[start of DATA FOR THE TASK]

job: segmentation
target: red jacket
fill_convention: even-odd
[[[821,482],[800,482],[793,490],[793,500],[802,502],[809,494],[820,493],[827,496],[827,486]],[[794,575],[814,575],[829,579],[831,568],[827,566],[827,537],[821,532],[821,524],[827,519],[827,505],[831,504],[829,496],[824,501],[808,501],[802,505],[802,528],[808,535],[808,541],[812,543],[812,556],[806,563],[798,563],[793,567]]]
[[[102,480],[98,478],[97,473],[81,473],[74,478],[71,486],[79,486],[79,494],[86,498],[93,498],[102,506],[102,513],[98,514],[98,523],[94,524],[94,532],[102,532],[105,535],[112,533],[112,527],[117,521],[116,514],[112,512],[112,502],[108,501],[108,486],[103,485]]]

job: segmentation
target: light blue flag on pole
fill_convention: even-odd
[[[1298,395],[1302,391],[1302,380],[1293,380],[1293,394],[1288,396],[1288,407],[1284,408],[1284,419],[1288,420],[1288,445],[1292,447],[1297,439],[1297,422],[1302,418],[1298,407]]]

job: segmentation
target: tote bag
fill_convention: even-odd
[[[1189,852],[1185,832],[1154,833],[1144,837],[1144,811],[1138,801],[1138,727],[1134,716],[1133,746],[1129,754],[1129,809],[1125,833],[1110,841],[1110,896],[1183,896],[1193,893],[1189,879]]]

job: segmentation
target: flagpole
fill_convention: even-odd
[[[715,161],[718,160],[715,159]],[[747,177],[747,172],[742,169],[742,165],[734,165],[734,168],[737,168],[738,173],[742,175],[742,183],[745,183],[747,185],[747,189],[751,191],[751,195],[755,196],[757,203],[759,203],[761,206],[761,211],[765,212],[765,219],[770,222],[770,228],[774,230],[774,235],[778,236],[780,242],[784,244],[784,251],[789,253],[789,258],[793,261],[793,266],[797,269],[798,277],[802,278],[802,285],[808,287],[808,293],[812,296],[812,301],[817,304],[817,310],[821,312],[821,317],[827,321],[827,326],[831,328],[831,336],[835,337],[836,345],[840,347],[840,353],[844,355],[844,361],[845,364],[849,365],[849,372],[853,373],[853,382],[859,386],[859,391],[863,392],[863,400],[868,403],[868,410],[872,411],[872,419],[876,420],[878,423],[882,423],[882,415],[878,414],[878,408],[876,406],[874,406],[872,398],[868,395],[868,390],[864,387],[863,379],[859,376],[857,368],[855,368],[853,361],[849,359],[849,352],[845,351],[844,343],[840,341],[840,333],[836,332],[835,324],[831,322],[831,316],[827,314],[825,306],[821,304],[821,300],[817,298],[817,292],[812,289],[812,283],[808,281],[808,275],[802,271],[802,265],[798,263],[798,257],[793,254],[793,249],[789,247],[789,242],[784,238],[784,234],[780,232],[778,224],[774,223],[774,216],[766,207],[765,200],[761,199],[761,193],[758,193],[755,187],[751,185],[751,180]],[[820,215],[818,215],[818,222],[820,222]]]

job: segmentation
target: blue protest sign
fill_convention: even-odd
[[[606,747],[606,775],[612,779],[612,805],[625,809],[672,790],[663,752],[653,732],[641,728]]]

[end of DATA FOR THE TASK]

→ **EXERCISE AIM**:
Copy every line of the records word for word.

→ **SOLUTION TO THE PROBLEM**:
job: segmentation
target: red jacket
fill_convention: even-odd
[[[821,482],[800,482],[793,490],[793,500],[802,502],[809,494],[820,493],[827,496],[827,486]],[[794,575],[814,575],[829,579],[831,568],[827,566],[827,537],[821,532],[821,524],[827,519],[827,505],[831,504],[829,496],[824,501],[808,501],[802,505],[802,528],[808,535],[808,541],[812,543],[812,556],[806,563],[798,563],[793,567]]]
[[[102,480],[98,478],[97,473],[81,473],[74,478],[71,486],[79,486],[79,494],[86,498],[93,498],[102,506],[102,513],[98,514],[98,523],[94,524],[94,532],[102,532],[105,535],[112,533],[112,527],[117,521],[116,514],[112,512],[112,502],[108,501],[108,486],[103,485]]]

job: segmentation
target: light blue flag on pole
fill_convention: even-odd
[[[1298,395],[1302,391],[1302,380],[1293,380],[1293,394],[1288,396],[1288,407],[1284,408],[1284,419],[1288,420],[1288,445],[1292,447],[1297,439],[1297,422],[1302,418],[1298,407]]]

job: segmentation
target: tote bag
fill_convention: even-odd
[[[1189,852],[1185,832],[1154,833],[1144,837],[1144,811],[1138,801],[1138,727],[1134,716],[1133,746],[1129,754],[1129,809],[1125,833],[1110,841],[1110,896],[1183,896],[1193,893],[1189,879]]]

job: segmentation
target: flagpole
fill_convention: even-odd
[[[715,161],[718,160],[715,159]],[[747,177],[747,172],[742,169],[742,165],[734,165],[734,168],[737,168],[738,173],[742,175],[742,183],[745,183],[747,185],[747,189],[751,191],[751,195],[755,196],[757,203],[759,203],[761,206],[761,211],[765,212],[765,219],[770,222],[770,228],[774,230],[774,235],[778,236],[780,242],[784,244],[784,251],[789,253],[789,258],[793,261],[793,266],[797,269],[798,277],[802,278],[802,285],[808,287],[808,293],[812,296],[812,301],[817,304],[817,310],[821,312],[821,317],[827,321],[827,326],[831,328],[831,336],[835,337],[836,345],[840,347],[840,353],[844,355],[844,361],[845,364],[849,365],[849,372],[853,373],[853,382],[859,386],[859,391],[863,392],[863,400],[868,403],[868,410],[872,411],[872,419],[876,420],[878,423],[882,423],[882,415],[878,414],[878,408],[876,406],[874,406],[872,398],[868,395],[868,390],[864,387],[863,379],[859,376],[857,368],[855,368],[853,361],[849,359],[849,352],[845,351],[844,343],[840,341],[840,333],[836,332],[835,324],[831,322],[831,316],[827,314],[825,306],[821,304],[821,300],[817,298],[817,292],[812,289],[812,283],[808,281],[808,275],[802,271],[802,265],[798,263],[798,257],[793,254],[793,249],[789,247],[789,242],[784,238],[784,234],[780,232],[778,224],[774,223],[774,216],[766,207],[765,200],[761,199],[761,193],[758,193],[755,187],[751,185],[751,180]],[[820,215],[818,215],[818,222],[820,222]]]

job: segmentation
target: blue protest sign
fill_convention: even-odd
[[[606,747],[606,775],[612,779],[612,805],[625,809],[672,790],[663,752],[653,732],[641,728]]]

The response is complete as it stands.